→ WHAT IS REQUIRED
Echo every line of the listing below word for word, in the same order.

→ RECORDS PROVIDED
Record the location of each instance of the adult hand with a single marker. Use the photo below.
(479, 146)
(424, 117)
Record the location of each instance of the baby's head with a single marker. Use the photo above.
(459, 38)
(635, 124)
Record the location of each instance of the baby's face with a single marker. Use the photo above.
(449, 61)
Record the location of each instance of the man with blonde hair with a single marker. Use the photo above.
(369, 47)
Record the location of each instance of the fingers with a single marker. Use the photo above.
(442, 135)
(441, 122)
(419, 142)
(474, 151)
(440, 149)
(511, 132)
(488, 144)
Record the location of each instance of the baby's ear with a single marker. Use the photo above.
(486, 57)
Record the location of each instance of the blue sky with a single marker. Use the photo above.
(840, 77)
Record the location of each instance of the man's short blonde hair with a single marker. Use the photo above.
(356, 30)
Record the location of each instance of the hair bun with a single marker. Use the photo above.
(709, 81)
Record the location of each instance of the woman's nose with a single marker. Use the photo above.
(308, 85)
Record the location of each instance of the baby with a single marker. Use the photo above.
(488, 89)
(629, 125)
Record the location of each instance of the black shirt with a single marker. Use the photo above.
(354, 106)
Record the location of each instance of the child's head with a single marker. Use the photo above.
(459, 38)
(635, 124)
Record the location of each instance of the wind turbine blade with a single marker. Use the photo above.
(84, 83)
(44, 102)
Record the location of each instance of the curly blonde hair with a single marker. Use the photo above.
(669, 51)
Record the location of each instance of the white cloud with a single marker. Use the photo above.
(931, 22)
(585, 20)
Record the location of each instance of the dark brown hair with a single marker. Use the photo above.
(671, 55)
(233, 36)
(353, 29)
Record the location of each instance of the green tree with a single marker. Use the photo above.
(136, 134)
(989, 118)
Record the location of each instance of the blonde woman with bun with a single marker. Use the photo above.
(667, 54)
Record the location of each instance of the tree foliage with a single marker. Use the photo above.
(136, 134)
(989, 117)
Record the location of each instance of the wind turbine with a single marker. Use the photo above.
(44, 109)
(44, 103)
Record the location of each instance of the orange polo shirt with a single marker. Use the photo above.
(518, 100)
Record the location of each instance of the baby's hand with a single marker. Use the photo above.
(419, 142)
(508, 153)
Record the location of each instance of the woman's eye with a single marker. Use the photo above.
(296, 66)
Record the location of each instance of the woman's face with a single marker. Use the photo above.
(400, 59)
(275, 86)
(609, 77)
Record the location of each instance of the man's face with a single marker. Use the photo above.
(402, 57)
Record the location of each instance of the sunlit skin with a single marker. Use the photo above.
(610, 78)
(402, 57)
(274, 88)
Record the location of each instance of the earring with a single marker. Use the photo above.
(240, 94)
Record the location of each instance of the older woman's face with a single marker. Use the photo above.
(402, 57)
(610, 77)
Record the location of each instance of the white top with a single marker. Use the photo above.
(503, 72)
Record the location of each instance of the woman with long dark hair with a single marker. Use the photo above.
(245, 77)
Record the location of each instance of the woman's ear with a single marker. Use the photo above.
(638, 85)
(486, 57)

→ RESULT OF THIS TASK
Record the location of each instance of the adult hand with a single marker. Use the photo below.
(479, 146)
(424, 117)
Record the location of each instance of the baby's head with a single marker. Use the photo above.
(459, 38)
(635, 124)
Record the location of each instance of the baby's face with a single marker. Use the photo above.
(449, 61)
Record the location of each instance of the man with blonde hair with a single marker. Use the photo above.
(369, 47)
Record the location of each instance of the fingers with a single marker. Use the photo above.
(442, 135)
(441, 122)
(419, 142)
(474, 151)
(440, 149)
(511, 132)
(488, 144)
Record the location of each instance of the baby's ear with a single marker. Use the photo above.
(486, 57)
Record the location of each instance of the blue sky with a single marker. Use the photo above.
(840, 77)
Record the location of each instance of the man's short blonde hair with a single marker. Use the photo above.
(356, 30)
Record the location of each instance of the hair bun with a single marker. Use the photo above.
(709, 81)
Record the location of each instance of the woman's nose with a single marker. Use the photo above.
(308, 85)
Record the location of each instance of the baby with a single marker. Use the photo above.
(488, 89)
(629, 125)
Record the location of each instance of the black shirt with a single marker. Use the photo above.
(354, 106)
Record the location of each instance of the child's head with a single marker. Use the photo above.
(459, 38)
(635, 124)
Record the location of each instance of the wind turbine blade with a single marker. Use the photo above.
(84, 83)
(44, 102)
Record the location of each instance of the curly blonde hair with a single marker. Use the photo above.
(669, 51)
Record the location of each instance of the white cloud with a single marker. Use the photo above.
(931, 22)
(585, 20)
Record the location of each instance of the dark brown hair with a single marker. Use the photo above.
(671, 55)
(233, 36)
(353, 29)
Record the location of each instance of the green tree with a single marker. Use the photo above.
(136, 134)
(989, 118)
Record the location of each instance of the blonde woman with bun with a single marker. Use the photo above.
(667, 54)
Record the location of each instance of the tree foliage with a single marker. Use the photo above.
(136, 134)
(989, 117)
Record the location of each instance of the wind turbine with a single marker. Use the photo above.
(44, 109)
(44, 103)
Record the location of each instance of the orange polo shirt with a single marker. Use the photo above.
(518, 100)
Record the location of each instance of the baby's hand with a single marker. Use the photo above.
(419, 142)
(508, 153)
Record the location of each instance of the woman's eye with a single marker. Use the photo above.
(296, 66)
Record the location of each instance of the woman's face with a single marker. Use the photo above.
(400, 59)
(275, 86)
(609, 77)
Record the location of each instance of the man's face with a single marker. Use the photo above.
(402, 57)
Record the location of each instance of the sunlit skin with a single marker. Use the photo above.
(610, 78)
(402, 57)
(274, 88)
Record the location of each instance of the earring with a single marker. Use the photo above.
(240, 94)
Record the location of each instance of the older woman's face with a single marker. Use the photo above.
(402, 57)
(610, 77)
Record the location of each instance of the white top with a single marker. Use the photo above.
(503, 72)
Record the location of each instance of the woman with long dark hair with a single marker. Use the photo above.
(245, 77)
Record the location of each instance of the woman's ear with a single marker. Use the photo above.
(638, 85)
(486, 57)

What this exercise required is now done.